Text passage =>
Monday, December 31, 2007

Austin Police Department Assist Those with Mental Illness

From the Austin American-Statesman, December 29, 2007:

Protecting and serving the mentally ill: Austin police crisis officers strain to fill gaps in mental health care in the face of budget cuts, growing caseload

By
Joshunda Sanders


Willie, 71, was muttering to himself underneath a dying palm tree in his Clarksville front yard when Austin police officers Donnie Williamson and Kim Devitt showed up. He glanced at the familiar white car, then scurried into his house, screaming, "What'd I do now?"


Williamson approached Willie's door. "We're just here to check on you," he said calmly. "Go home now!" the older man yelled, slamming his door shut.


Like hundreds of other mentally ill people in Austin, Willie's not an immediate danger to anyone. (His last name has been withheld because he was not charged with any wrongdoing.) Still, he demands a lot of attention and resources, mainly those of the Austin Police Department's Crisis Intervention Team. Since 1998, police officers have visited him more than 20 times, trying to get him help or medication, to no avail. Williamson, a 21-year-veteran of the department who has been with the crisis team for five years, said, "You have to switch hats between police work and social work."

Tasks and exercises =>
1: In the Austin police article, how many times have officers visited Willie since 1998?
2: Turn the paragraph in the Austin police article beginning "Like hundreds of other mentally ill people" into a short bulleted list that keeps its main facts.

Supplied entries =>
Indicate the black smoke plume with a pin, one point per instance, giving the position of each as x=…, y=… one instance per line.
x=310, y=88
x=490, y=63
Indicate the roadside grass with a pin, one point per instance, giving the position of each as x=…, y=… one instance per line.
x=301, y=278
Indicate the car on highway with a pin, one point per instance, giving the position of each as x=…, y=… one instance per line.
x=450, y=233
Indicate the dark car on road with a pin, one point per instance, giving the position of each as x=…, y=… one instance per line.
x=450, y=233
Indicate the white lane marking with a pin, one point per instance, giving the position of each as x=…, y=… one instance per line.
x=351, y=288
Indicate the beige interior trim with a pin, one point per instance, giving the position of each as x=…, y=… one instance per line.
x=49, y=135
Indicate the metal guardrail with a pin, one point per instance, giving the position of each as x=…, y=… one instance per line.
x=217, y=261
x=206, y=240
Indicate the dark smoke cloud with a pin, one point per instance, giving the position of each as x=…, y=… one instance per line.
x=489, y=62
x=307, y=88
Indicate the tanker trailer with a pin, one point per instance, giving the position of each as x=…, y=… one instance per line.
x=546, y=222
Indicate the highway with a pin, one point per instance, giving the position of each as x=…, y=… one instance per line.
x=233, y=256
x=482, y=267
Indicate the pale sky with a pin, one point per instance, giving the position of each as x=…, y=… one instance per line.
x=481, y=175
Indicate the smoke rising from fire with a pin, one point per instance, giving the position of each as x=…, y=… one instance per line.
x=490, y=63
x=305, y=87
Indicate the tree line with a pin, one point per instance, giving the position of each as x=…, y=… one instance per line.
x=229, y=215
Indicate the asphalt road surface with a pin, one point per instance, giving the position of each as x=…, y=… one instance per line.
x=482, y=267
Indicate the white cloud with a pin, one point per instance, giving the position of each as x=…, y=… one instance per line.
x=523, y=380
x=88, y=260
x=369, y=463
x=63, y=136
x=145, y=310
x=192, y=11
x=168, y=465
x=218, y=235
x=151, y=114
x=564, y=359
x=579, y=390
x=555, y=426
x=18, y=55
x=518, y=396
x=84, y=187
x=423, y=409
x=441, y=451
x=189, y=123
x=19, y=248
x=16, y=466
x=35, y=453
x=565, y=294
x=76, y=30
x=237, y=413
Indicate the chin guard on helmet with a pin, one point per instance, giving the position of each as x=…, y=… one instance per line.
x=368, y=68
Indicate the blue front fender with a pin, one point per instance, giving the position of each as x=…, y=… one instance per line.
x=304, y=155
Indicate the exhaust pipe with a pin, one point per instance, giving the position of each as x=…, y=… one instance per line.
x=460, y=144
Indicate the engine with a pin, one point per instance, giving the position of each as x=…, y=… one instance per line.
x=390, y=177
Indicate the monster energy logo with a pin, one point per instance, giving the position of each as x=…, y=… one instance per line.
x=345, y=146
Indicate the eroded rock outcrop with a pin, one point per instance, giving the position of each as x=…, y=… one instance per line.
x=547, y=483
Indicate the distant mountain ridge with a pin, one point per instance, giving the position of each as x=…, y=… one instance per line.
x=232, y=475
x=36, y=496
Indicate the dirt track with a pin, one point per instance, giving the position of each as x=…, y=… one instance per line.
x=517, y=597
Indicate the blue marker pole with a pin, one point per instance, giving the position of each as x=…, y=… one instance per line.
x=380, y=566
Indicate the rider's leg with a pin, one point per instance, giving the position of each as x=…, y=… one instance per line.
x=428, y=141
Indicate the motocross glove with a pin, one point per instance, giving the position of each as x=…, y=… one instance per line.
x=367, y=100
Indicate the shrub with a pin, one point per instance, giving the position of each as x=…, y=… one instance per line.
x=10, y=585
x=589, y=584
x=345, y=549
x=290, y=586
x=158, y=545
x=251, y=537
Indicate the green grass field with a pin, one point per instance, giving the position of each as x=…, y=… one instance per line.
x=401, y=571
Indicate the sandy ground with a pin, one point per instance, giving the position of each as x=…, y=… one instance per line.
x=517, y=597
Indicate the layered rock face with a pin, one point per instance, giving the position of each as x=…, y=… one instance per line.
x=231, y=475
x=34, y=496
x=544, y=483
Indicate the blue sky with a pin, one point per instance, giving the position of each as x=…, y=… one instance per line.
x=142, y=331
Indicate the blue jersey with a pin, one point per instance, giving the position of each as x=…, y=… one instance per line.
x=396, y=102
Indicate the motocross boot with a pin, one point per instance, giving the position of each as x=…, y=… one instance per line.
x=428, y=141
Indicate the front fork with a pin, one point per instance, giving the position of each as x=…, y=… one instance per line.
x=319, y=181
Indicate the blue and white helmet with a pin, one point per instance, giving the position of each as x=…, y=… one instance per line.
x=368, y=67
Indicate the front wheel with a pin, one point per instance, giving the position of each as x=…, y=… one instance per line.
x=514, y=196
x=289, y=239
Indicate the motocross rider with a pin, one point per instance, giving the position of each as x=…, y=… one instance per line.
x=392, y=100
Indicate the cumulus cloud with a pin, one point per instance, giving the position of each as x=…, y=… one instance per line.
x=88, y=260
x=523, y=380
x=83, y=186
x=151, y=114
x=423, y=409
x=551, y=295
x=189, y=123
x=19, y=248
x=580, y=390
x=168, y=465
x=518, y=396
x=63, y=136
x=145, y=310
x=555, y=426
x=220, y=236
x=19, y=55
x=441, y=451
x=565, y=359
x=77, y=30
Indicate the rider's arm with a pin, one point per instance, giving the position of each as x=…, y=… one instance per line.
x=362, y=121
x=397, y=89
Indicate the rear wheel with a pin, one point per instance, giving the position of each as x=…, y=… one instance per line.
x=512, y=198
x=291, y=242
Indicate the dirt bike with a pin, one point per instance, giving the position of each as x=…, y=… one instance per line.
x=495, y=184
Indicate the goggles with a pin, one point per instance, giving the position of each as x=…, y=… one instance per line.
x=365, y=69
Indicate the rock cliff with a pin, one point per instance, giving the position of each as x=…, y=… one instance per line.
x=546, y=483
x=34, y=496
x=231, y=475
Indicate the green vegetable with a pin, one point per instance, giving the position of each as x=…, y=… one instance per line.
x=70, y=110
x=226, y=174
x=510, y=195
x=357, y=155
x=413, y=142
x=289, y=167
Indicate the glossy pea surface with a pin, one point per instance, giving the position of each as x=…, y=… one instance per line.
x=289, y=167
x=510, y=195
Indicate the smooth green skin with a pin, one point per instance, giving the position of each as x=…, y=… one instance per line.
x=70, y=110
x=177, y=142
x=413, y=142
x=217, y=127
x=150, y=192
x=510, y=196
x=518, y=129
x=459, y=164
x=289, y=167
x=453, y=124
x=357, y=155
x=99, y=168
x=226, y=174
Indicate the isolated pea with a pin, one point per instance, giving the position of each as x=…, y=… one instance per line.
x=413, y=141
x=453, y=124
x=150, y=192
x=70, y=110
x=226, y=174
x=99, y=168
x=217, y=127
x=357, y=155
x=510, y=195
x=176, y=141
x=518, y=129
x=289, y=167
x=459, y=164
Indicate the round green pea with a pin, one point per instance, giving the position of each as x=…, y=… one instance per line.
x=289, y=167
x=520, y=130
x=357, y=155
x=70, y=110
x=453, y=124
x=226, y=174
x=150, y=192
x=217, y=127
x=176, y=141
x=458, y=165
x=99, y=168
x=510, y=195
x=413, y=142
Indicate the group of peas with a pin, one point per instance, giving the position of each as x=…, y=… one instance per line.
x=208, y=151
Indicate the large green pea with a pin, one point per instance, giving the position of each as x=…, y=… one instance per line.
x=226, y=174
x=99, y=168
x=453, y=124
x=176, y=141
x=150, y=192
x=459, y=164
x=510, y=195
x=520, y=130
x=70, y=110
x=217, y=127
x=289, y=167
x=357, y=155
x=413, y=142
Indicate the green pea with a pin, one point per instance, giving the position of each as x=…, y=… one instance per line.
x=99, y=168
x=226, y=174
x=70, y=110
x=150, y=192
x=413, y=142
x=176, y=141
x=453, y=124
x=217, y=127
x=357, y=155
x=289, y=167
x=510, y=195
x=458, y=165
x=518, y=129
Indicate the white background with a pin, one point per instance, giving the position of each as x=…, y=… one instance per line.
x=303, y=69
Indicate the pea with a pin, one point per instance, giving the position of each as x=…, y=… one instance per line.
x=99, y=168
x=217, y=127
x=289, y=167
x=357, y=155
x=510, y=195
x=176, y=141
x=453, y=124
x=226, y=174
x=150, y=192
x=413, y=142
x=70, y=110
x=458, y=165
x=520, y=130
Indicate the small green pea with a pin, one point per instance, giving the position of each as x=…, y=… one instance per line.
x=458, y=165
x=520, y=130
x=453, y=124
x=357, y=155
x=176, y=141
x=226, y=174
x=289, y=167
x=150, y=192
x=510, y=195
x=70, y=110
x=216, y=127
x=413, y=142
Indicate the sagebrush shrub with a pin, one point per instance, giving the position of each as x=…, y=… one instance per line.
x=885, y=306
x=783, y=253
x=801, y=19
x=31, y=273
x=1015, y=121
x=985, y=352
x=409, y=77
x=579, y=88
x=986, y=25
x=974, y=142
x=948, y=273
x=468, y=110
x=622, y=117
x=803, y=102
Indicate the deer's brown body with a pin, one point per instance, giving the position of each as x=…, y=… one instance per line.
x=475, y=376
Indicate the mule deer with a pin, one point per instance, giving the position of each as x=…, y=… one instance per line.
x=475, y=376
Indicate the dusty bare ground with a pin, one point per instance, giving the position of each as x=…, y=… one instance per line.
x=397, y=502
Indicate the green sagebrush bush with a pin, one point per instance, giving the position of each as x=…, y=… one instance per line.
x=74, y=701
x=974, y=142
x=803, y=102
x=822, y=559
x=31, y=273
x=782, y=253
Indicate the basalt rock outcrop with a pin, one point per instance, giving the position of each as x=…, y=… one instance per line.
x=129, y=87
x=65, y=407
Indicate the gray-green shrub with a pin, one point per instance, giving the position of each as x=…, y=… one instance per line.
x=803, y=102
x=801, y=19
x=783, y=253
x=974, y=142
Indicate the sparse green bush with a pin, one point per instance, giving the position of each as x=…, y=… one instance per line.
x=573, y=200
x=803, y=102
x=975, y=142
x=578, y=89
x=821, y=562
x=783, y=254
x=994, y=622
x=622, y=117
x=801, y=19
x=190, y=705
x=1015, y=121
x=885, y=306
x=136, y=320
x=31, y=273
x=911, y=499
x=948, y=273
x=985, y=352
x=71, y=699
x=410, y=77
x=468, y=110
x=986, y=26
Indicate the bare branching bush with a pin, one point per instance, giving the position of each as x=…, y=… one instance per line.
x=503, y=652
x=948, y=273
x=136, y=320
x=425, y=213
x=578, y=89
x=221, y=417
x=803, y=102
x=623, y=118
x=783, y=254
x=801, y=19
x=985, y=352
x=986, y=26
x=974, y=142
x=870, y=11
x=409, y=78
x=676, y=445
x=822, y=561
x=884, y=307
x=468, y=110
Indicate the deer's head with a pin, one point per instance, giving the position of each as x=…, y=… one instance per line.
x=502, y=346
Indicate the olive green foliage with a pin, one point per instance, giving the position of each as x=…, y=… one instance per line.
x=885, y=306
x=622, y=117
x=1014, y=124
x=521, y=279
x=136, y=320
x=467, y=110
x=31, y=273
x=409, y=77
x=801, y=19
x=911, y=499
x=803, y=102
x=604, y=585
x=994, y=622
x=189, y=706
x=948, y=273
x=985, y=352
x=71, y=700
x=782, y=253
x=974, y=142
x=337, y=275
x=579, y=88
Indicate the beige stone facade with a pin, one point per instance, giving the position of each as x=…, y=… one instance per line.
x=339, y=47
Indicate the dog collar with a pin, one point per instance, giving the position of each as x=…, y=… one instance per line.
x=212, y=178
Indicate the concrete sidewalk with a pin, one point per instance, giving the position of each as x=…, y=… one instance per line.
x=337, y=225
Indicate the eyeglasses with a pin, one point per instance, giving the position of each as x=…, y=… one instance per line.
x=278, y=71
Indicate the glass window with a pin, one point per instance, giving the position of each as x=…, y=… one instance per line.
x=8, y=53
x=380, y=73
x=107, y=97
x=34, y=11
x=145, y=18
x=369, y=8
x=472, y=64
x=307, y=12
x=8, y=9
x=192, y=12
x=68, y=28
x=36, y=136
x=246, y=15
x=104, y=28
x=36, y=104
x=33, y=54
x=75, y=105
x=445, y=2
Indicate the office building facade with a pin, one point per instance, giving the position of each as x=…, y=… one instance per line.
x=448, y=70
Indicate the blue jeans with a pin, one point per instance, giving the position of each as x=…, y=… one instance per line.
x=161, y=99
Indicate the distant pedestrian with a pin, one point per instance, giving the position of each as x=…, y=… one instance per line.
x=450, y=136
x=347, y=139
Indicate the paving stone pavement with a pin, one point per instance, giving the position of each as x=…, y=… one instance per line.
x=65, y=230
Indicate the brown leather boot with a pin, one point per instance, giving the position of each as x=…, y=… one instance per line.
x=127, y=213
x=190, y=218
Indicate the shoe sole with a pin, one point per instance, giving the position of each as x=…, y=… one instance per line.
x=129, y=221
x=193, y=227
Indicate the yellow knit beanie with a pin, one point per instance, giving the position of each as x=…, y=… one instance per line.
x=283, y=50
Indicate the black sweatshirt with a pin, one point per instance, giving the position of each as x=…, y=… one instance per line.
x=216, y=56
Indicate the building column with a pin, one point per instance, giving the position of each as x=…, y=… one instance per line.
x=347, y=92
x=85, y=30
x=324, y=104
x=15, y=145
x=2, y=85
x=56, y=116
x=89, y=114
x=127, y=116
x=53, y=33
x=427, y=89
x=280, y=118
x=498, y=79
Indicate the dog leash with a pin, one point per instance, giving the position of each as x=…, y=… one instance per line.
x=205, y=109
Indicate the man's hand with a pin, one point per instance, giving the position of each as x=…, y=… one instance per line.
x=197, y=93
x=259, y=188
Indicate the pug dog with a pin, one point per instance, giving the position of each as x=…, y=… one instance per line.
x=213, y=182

Answers provided =>
1: More than 20 times.

2:
- Like hundreds of other mentally ill people in Austin, Willie is not an immediate danger to anyone.
- His last name is withheld because he was not charged with any wrongdoing.
- He still demands a lot of attention and resources, mainly from the Austin Police Department's Crisis Intervention Team.
- Since 1998, officers have visited him more than 20 times, trying to get him help or medication, without success.
- Williamson, a 21-year veteran of the department with five years on the crisis team, said officers have to switch between police work and social work.